Point annotation records
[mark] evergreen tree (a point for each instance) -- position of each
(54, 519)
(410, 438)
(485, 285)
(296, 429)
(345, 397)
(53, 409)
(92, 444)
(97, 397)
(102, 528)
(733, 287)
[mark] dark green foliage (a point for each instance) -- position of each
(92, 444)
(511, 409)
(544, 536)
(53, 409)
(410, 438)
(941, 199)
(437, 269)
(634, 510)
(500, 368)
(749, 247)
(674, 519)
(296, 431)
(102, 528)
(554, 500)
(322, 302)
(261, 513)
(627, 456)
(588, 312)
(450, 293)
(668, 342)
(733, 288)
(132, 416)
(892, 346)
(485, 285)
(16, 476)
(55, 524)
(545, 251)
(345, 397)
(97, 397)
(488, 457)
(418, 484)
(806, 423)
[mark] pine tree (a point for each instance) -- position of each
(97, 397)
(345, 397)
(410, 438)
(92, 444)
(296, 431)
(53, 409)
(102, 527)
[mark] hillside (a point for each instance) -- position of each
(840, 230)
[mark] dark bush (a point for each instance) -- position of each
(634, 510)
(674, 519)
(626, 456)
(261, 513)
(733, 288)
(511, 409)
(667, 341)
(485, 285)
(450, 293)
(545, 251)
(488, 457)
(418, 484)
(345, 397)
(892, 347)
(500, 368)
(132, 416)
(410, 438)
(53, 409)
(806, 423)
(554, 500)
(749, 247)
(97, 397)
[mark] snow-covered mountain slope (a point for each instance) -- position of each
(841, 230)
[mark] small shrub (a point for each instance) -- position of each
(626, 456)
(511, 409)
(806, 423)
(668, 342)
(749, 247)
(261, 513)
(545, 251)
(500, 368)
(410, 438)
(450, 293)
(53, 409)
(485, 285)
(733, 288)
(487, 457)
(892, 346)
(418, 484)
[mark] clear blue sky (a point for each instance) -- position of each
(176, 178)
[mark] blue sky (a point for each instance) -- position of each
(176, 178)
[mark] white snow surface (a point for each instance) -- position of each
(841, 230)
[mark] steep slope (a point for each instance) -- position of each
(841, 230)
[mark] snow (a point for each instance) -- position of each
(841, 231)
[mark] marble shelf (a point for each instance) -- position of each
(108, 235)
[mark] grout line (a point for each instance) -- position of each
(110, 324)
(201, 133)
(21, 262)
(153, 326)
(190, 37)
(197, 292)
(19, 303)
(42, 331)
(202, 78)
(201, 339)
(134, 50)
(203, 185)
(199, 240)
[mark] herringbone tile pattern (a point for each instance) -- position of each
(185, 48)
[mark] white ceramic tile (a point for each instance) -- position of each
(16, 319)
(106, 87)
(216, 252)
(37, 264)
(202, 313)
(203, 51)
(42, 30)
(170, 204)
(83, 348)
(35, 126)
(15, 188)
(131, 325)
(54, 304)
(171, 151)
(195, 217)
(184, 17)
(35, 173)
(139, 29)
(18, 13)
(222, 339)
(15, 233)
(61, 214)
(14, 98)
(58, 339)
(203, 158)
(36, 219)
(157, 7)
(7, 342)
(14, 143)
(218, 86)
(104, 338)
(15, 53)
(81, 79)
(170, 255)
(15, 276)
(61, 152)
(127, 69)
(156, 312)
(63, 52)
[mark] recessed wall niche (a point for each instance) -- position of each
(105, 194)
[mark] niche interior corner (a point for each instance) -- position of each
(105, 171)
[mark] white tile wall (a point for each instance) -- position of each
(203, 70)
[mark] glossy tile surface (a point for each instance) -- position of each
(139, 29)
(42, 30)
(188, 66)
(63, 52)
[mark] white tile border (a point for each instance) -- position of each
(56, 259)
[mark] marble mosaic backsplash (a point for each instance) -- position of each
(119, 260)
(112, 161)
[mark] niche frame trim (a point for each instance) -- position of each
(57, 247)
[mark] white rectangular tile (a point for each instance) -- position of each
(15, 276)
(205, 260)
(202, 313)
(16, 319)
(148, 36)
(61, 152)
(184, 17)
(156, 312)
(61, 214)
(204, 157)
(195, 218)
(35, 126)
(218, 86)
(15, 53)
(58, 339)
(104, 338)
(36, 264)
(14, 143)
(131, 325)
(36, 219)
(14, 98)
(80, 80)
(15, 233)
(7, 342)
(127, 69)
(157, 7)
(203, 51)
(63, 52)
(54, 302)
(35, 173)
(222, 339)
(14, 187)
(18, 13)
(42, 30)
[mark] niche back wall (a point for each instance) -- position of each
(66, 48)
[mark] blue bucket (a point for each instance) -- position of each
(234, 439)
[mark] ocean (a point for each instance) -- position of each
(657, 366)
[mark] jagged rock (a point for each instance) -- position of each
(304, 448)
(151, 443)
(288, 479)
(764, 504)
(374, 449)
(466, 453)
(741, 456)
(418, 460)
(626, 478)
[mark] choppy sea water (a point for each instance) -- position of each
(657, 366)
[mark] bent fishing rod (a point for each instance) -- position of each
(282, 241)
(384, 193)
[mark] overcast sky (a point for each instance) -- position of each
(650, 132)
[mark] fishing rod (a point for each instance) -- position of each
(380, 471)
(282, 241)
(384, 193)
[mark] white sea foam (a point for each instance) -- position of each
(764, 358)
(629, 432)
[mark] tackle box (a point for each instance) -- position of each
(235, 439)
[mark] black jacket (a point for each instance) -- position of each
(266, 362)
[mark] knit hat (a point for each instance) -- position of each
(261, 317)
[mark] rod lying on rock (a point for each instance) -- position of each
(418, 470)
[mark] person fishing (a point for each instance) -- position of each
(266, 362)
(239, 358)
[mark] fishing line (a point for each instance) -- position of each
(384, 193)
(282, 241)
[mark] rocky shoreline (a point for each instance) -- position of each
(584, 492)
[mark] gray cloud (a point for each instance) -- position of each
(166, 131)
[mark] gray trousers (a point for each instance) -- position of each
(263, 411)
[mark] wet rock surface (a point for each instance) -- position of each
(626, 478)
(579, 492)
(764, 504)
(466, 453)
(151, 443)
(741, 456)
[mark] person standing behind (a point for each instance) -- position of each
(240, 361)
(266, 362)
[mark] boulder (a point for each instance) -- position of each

...

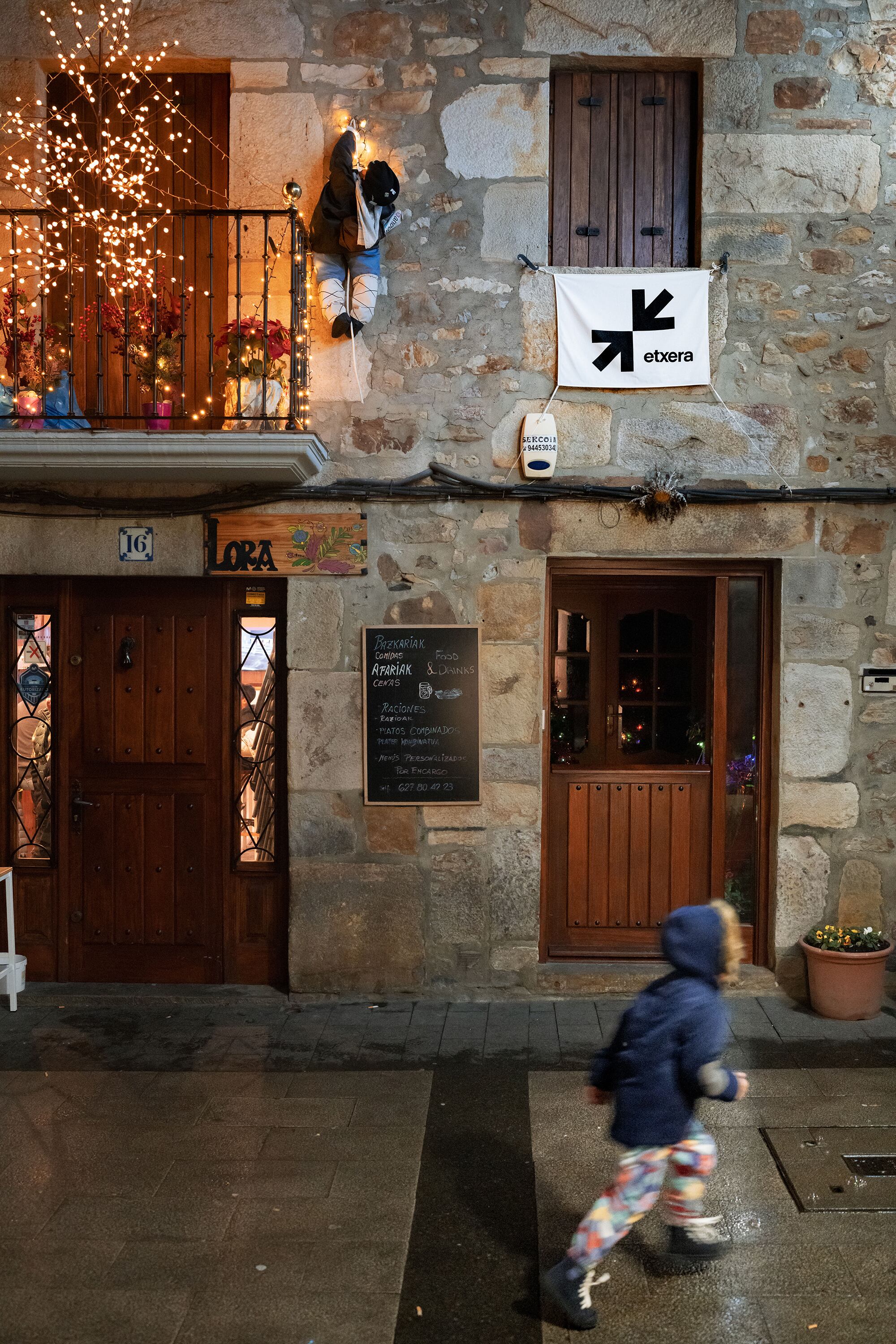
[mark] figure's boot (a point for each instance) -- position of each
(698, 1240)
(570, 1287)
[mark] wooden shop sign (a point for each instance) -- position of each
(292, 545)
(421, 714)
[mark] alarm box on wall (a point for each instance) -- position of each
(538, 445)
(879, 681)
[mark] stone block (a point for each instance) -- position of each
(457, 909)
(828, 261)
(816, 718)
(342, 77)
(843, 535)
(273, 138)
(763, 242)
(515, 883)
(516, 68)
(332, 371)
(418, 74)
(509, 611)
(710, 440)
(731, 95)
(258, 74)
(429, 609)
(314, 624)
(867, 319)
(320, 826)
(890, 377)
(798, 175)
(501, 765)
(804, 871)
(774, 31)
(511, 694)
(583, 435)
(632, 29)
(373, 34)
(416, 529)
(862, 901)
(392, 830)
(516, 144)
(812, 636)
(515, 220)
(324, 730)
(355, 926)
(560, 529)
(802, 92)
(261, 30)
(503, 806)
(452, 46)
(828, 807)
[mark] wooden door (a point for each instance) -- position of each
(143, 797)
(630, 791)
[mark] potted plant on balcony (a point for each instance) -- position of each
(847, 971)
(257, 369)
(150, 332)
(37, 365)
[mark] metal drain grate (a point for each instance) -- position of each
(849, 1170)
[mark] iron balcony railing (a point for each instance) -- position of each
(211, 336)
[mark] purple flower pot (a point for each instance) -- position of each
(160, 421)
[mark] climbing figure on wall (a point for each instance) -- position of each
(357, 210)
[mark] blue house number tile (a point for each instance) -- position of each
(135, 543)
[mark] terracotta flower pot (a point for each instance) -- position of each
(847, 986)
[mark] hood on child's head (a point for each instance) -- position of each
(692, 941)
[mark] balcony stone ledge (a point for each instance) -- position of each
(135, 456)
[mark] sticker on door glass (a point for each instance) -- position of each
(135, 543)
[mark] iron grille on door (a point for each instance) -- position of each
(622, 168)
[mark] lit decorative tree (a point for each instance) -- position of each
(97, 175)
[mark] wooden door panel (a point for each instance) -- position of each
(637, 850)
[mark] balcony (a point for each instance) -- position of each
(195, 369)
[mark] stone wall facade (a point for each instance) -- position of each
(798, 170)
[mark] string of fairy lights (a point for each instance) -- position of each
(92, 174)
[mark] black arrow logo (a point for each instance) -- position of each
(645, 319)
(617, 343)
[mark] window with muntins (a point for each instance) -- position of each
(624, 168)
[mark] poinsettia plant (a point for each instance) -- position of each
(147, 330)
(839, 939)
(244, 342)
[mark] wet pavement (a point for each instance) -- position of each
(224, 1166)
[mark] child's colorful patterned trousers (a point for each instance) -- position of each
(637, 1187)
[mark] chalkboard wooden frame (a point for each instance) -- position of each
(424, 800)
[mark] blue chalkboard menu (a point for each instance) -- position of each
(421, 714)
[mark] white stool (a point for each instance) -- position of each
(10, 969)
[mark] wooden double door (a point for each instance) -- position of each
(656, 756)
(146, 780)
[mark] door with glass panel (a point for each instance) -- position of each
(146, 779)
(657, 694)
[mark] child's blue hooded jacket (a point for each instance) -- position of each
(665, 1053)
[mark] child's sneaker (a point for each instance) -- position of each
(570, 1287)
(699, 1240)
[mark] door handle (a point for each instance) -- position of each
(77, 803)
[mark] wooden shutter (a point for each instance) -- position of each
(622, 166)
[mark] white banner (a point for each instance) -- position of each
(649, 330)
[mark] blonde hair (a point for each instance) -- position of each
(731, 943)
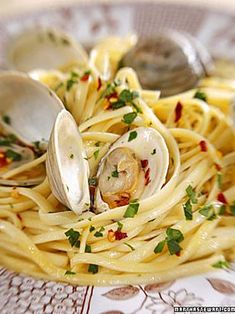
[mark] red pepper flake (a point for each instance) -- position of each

==

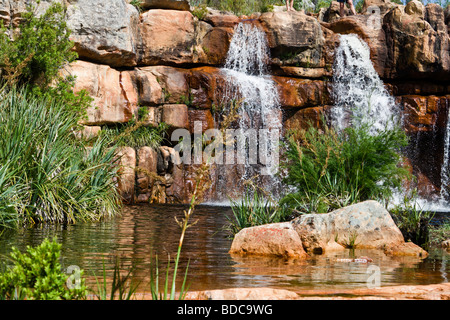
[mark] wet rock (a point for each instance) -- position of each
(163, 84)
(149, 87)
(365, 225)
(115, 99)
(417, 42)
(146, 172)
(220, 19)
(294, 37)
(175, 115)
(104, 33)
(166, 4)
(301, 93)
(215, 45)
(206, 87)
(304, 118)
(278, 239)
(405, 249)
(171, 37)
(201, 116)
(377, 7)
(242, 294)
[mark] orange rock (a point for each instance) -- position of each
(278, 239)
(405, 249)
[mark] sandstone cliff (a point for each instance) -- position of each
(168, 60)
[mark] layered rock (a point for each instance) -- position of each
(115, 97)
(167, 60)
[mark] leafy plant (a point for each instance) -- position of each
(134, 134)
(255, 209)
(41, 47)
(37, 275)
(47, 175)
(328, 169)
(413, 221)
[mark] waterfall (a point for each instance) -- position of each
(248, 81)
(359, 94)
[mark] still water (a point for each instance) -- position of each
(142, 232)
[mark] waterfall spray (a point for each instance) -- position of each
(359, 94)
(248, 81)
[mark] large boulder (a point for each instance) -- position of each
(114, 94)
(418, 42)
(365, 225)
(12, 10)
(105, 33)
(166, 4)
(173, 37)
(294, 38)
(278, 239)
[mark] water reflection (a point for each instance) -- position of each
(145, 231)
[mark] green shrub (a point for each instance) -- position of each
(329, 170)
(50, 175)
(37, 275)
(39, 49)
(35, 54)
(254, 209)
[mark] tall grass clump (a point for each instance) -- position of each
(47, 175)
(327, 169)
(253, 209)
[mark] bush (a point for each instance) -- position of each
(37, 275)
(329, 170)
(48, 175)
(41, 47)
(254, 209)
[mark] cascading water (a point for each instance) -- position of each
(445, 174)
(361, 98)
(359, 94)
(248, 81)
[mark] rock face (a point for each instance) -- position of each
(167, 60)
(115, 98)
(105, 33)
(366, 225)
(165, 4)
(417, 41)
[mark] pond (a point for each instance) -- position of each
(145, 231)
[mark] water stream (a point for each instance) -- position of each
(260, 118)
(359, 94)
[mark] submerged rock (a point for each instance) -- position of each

Given exercise –
Please report each line above containing the word "slope", matching case exactly.

Result –
[mark] snow-covered mountain slope (a point for each instance) -- position of each
[mark] steep slope (a point for each instance) -- position of each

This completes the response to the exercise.